**Brief**
Transcribe, without alteration, the line that includes "Could you point to the man's outstretched" and each line after it until the records end, omitting all that precede it.

**Point localization data**
+===+
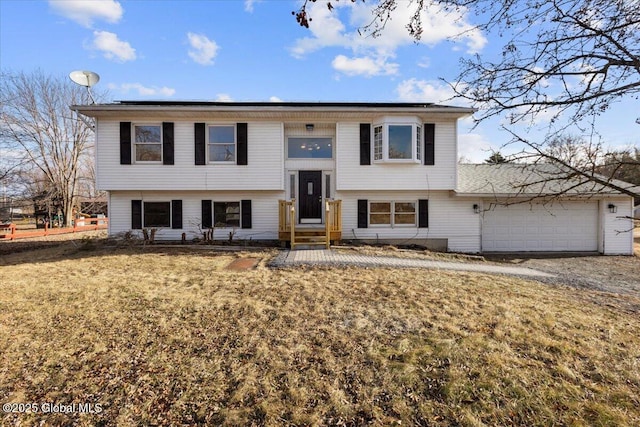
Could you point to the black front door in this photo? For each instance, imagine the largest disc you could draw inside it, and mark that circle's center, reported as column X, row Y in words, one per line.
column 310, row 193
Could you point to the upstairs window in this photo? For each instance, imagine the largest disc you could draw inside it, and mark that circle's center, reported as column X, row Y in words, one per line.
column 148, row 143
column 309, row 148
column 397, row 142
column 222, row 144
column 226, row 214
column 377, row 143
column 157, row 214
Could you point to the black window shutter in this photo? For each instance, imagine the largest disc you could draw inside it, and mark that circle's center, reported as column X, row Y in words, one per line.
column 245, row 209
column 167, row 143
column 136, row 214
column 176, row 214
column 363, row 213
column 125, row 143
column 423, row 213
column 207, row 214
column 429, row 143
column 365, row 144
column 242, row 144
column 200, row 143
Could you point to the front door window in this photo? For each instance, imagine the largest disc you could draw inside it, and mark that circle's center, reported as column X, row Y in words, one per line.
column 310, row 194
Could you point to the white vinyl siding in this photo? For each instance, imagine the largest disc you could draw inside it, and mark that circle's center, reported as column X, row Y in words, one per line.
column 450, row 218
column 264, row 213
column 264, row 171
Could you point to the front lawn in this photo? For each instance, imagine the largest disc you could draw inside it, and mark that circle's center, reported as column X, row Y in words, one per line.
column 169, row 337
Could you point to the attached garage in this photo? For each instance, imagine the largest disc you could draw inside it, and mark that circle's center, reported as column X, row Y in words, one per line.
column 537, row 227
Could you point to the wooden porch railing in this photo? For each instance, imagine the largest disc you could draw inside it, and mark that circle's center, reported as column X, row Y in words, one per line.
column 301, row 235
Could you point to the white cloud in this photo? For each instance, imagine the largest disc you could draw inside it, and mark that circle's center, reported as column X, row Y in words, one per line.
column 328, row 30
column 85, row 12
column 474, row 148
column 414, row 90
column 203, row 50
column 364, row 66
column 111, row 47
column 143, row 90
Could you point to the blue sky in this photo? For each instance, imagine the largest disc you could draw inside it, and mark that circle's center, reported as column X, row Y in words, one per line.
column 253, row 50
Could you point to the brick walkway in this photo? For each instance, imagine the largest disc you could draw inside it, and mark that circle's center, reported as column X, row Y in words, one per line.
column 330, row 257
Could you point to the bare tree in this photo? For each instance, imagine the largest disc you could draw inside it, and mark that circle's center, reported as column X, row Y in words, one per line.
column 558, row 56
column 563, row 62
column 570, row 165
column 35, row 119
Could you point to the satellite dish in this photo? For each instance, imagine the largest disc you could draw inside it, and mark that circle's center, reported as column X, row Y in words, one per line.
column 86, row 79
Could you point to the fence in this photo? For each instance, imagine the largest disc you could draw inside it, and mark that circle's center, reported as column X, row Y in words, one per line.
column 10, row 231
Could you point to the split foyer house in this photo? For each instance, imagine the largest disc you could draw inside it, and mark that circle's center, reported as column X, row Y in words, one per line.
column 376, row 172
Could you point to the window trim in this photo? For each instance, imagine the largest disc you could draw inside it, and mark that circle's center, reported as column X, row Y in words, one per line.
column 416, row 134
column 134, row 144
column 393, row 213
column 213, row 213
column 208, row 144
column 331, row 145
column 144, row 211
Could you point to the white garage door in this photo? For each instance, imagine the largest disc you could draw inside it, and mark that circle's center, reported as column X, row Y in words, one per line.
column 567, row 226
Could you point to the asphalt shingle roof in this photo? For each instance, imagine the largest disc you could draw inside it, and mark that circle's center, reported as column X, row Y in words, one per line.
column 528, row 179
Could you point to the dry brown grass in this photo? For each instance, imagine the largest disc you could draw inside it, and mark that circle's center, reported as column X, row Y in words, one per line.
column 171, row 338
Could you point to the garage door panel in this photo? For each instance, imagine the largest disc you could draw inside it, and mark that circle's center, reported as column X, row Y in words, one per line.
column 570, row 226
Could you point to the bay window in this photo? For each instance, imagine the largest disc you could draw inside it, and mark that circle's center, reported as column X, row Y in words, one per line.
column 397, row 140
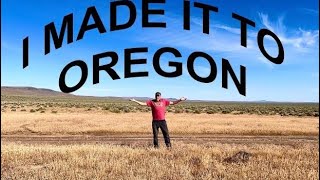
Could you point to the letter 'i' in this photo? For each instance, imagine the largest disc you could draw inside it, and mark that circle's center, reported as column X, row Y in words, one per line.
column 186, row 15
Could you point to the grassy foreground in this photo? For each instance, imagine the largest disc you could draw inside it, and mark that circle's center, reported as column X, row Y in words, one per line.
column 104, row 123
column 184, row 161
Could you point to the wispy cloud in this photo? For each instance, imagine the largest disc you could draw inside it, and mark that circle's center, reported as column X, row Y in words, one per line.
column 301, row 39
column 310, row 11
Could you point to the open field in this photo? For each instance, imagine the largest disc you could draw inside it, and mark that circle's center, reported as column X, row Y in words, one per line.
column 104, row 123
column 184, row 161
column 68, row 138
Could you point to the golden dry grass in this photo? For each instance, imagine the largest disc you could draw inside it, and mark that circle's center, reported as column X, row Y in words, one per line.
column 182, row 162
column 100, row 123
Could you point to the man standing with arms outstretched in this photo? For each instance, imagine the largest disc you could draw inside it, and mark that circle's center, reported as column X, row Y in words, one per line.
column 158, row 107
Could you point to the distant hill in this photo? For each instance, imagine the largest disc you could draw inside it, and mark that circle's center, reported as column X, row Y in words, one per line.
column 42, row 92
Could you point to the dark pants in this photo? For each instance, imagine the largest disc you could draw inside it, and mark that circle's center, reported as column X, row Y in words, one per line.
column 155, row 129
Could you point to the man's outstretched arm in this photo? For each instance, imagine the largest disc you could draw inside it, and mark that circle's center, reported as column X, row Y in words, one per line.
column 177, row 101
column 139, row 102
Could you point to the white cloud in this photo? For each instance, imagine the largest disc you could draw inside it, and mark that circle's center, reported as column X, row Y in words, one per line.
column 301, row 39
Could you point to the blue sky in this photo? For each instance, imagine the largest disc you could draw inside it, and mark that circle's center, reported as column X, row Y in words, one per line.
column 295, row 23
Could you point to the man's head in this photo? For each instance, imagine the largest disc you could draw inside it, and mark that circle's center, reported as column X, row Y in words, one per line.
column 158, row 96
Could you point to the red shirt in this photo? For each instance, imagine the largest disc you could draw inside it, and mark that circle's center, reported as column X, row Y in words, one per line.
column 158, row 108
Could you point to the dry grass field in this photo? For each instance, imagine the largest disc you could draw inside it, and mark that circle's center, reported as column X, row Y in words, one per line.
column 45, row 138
+===+
**Response to this task**
Could you point to the man's outstretched arm in this photo? For each instance, imagine the largest disc you could draw inside it, and mark that circle's center, reported as column X, row Y in words, one per line.
column 177, row 101
column 139, row 102
Could you point to the white cloud in this photo? For each instance, imagine the largest disc you could draw inside it, and mark that circle's center, reported as column X, row Y in words, one per line.
column 301, row 39
Could you point to the blue sky in this photo? For each instance, imagine the largest disc you could draw inside it, and mark that circle's center, reported as column X, row Y in words, one per line.
column 295, row 23
Could you point to the man's head in this photo? For each instance, imagine the largest disc you could draw inside it, and mark that circle's center, reported as column X, row Y in words, one per line.
column 158, row 96
Could you point to the red shirt in this photo? For each instance, imagine the largest disc you could draw inside it, and mark that circle's center, reported as column X, row Y in words, one per line.
column 158, row 108
Could you point to the dry grass field in this photo? For each instance, imagine the largest disc you could draw inside it, and mark that circle's center, reported as column X, row Y in words, one per line.
column 45, row 138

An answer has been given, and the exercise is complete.